[What is expected] Take the line with "If you could place a marker on the woman's" and every line after it in the data. Transcribe them exactly, through the last.

___ Given records

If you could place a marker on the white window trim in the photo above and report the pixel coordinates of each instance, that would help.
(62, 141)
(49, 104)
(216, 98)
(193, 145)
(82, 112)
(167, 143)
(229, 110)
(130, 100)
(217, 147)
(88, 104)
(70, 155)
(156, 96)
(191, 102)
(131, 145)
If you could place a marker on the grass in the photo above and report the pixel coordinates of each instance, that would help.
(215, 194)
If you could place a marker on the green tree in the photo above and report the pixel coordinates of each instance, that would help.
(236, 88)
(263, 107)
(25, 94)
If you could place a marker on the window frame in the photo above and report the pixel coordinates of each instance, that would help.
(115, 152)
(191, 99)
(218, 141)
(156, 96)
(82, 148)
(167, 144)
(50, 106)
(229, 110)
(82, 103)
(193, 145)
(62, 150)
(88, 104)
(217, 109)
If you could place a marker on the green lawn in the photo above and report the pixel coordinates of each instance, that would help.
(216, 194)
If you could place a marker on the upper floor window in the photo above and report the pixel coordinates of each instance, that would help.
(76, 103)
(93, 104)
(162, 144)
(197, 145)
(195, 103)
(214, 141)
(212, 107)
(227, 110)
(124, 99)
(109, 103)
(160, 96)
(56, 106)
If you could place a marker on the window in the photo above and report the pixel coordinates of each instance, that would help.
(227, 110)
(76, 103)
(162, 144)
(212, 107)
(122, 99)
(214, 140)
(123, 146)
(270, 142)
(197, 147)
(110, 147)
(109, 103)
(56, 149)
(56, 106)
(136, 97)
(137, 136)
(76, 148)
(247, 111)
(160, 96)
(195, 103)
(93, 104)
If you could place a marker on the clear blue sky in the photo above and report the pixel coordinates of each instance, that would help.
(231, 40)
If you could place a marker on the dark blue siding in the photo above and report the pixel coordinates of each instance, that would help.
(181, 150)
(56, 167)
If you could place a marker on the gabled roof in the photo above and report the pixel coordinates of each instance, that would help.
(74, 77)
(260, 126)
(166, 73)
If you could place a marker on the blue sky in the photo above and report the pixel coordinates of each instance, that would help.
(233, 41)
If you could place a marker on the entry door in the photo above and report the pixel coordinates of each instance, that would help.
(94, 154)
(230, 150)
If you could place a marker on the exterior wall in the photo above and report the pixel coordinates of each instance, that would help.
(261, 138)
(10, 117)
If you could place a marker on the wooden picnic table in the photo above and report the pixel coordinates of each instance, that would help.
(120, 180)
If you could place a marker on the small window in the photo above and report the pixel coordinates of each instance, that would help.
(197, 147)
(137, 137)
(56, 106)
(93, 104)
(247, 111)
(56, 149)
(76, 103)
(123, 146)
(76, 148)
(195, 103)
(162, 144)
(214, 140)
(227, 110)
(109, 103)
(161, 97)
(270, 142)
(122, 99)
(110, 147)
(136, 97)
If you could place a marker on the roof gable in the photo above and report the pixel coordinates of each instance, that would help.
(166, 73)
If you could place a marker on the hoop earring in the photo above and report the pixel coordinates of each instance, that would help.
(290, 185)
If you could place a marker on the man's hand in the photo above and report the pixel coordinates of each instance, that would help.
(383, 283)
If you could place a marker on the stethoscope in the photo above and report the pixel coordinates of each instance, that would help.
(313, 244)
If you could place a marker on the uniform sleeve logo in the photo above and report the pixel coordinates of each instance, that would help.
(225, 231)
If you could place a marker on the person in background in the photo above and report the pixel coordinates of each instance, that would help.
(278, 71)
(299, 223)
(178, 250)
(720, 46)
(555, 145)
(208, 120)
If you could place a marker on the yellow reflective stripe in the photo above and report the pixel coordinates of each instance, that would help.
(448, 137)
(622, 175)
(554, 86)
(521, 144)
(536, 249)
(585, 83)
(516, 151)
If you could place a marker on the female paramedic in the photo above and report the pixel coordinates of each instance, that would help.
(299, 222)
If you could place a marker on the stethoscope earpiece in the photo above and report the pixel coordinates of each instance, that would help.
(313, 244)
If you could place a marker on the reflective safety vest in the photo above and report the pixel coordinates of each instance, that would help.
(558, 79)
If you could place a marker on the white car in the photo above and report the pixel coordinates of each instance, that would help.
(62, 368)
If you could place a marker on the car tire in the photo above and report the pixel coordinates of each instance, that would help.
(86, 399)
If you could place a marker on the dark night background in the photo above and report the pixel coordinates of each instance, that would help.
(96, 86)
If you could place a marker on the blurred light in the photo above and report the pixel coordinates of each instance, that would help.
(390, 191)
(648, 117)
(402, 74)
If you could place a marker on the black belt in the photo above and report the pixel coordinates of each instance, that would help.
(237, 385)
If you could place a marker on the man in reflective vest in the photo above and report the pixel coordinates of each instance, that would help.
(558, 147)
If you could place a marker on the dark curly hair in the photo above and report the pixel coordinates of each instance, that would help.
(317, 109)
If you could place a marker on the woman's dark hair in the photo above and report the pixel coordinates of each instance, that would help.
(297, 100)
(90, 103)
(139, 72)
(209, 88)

______

[Solved exercise]
If you could place a marker on the woman's dark hair in the photo above and report the pixel coordinates of each instance, that would help.
(297, 100)
(90, 103)
(139, 72)
(209, 88)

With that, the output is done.